### Extracted text
----------------

It's obviously not quite that trivial because the big deal in NUMA systems is that they're cache-coherent: The hardware tells the big lie that all those separate memories in all those separate units (usually called nodes) are really one giant memory. As you might imagine, this approach has a number of implications. First of all, this system has exactly one real address space over the entire machine (all the nodes). Real (not virtual) location 0 for every processor on every node is the one, singular, location 0 of the particular memory that sits in node 0. The whole machine's location 1 is location 1 in node 0, and so on until node 0's memory is used up. Then you go to node 2, then node 3, and so on. The pieces that implement this real address spaces are the boxes labeled "Dir" in Figure 2. (They do other things too, as I'll explain later.)
Suppose a processor on node Able tries to "load the value in Q" when Q is not in cache; it's only in memory. Furthermore, suppose Q's real address isn't in node Able. Here's the resulting sequence:

As usual, the cache in node Able emits the "Who's got Q?" shout within its node.
Everybody in Able, as usual, looks for Q, including Able's Dir.
Able's Dir, seeing Q, realizes it's on node Baker and in effect says "Hold on a minute, I'll get it."
Then Able's Dir sends a message to Baker's Dir asking for Q.
Baker's Dir then acts just like a processor and shouts "Who's got Q?" over on node Baker.
Baker's memory hears the shout and coughs up Q's value, which is then picked up by Baker's Dir and sent in a message back to Able's Dir, which finally sends the value to the processor that originally requested it.

----------------

[Position identification data]
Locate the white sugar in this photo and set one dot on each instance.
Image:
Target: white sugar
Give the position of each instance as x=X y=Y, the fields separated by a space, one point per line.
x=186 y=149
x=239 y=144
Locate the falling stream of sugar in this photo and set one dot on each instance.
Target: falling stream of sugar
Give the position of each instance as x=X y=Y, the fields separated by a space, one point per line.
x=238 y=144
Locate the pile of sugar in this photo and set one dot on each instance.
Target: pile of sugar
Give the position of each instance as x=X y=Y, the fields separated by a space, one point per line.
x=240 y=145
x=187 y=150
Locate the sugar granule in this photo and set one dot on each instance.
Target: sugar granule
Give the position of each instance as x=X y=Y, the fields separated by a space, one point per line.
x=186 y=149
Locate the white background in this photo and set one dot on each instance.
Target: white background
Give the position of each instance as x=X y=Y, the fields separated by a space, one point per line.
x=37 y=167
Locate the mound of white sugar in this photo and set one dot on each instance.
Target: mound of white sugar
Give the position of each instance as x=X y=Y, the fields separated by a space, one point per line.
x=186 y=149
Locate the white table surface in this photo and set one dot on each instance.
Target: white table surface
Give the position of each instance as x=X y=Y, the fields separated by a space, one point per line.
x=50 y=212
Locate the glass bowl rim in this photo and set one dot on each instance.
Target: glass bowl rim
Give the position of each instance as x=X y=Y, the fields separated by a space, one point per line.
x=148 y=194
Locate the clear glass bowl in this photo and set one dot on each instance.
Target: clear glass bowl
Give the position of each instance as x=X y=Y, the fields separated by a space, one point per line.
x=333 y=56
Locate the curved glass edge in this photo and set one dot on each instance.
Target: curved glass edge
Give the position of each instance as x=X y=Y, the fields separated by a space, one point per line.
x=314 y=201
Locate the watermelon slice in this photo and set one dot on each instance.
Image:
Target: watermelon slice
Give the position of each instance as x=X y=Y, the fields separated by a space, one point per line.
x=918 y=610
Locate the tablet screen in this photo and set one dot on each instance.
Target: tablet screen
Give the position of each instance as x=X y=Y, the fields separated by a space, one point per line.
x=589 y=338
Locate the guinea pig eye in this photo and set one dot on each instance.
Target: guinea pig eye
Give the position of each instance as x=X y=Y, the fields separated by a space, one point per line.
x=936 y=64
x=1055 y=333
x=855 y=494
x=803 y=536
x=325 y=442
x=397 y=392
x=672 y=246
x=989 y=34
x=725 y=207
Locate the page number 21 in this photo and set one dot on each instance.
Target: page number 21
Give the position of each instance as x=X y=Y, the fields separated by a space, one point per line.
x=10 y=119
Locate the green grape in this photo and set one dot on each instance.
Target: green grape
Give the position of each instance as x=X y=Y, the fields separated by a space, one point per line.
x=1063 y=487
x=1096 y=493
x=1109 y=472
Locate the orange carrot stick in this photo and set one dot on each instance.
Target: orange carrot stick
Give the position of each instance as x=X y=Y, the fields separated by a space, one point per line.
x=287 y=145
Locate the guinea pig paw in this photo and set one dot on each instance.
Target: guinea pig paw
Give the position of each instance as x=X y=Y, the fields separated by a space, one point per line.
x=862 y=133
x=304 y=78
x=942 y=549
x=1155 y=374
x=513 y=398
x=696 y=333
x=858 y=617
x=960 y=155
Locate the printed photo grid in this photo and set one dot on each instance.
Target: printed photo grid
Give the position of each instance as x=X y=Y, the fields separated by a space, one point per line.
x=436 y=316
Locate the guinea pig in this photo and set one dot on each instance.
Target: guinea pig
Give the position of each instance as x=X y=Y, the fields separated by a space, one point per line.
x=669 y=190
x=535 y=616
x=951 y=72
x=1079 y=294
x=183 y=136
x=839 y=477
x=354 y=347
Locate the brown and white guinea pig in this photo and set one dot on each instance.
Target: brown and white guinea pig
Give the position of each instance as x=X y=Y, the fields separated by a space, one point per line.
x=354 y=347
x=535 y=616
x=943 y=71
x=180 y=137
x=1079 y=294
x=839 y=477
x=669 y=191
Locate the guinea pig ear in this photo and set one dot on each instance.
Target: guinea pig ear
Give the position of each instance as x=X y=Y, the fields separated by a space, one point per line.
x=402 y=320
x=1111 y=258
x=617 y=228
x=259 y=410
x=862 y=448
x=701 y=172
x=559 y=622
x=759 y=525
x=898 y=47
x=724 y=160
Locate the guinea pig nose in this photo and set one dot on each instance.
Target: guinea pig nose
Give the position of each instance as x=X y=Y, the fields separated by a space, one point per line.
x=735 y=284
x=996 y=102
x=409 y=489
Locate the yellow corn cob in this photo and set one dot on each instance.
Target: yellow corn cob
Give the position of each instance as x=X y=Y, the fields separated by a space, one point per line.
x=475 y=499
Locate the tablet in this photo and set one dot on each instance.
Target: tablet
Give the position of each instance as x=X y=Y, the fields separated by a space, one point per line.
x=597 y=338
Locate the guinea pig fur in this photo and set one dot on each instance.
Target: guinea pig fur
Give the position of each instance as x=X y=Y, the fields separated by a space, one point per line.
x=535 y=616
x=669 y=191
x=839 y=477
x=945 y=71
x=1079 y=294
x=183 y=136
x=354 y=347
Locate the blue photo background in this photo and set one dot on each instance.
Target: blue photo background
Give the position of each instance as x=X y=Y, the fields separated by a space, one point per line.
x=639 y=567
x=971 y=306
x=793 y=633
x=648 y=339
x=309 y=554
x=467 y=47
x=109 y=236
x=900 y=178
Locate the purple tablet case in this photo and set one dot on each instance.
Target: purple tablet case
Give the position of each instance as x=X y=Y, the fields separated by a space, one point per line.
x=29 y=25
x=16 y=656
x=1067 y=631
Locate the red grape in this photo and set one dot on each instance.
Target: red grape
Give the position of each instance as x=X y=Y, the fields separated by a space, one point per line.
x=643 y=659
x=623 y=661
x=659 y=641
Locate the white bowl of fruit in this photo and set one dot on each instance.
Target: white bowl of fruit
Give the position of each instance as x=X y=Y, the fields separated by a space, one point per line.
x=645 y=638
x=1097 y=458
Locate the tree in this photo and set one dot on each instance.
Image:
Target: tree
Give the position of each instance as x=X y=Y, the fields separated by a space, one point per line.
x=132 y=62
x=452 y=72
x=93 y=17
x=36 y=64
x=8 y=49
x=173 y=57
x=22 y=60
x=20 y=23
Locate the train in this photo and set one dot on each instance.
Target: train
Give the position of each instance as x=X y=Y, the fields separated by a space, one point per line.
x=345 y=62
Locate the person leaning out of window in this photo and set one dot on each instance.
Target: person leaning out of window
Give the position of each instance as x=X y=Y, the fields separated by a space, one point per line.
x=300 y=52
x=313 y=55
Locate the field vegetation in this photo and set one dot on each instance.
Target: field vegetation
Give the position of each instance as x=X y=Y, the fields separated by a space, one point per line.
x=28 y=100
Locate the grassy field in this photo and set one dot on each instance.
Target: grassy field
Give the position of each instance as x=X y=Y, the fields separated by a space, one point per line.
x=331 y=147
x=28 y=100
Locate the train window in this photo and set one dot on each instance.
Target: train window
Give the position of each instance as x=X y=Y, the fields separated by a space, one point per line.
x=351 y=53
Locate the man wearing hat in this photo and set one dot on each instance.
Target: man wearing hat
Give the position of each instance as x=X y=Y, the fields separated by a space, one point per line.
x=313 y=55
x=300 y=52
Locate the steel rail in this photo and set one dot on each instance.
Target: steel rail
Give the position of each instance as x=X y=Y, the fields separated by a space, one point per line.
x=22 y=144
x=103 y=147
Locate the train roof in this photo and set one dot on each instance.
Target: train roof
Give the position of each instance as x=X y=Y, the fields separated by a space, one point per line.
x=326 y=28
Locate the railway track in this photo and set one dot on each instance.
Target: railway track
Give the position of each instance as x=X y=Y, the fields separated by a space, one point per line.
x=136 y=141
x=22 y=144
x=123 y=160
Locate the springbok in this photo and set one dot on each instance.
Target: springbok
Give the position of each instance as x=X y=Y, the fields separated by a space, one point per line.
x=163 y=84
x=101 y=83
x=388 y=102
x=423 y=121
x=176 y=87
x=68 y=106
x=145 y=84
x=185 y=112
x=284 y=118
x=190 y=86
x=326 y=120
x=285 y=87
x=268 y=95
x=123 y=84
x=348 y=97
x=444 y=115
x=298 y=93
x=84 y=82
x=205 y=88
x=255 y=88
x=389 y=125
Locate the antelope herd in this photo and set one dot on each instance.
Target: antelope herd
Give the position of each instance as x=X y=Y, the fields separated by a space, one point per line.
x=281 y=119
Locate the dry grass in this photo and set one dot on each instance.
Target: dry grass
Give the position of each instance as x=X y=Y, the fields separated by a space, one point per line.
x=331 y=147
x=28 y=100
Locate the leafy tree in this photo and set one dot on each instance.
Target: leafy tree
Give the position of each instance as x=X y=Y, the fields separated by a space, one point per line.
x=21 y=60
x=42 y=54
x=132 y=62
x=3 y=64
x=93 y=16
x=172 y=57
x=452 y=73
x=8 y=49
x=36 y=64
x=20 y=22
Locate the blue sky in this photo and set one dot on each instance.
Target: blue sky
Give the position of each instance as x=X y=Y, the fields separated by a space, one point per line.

----------------

### Objectives
A. In the passage on NUMA systems, what are the separate units that hold the separate memories usually called?
B. Reproduce the passage on NUMA systems, starting at "Then Able's Dir" and ending at "originally requested it.".

### Solutions for each task
A. Nodes.

B.
Then Able's Dir sends a message to Baker's Dir asking for Q.
Baker's Dir then acts just like a processor and shouts "Who's got Q?" over on node Baker.
Baker's memory hears the shout and coughs up Q's value, which is then picked up by Baker's Dir and sent in a message back to Able's Dir, which finally sends the value to the processor that originally requested it.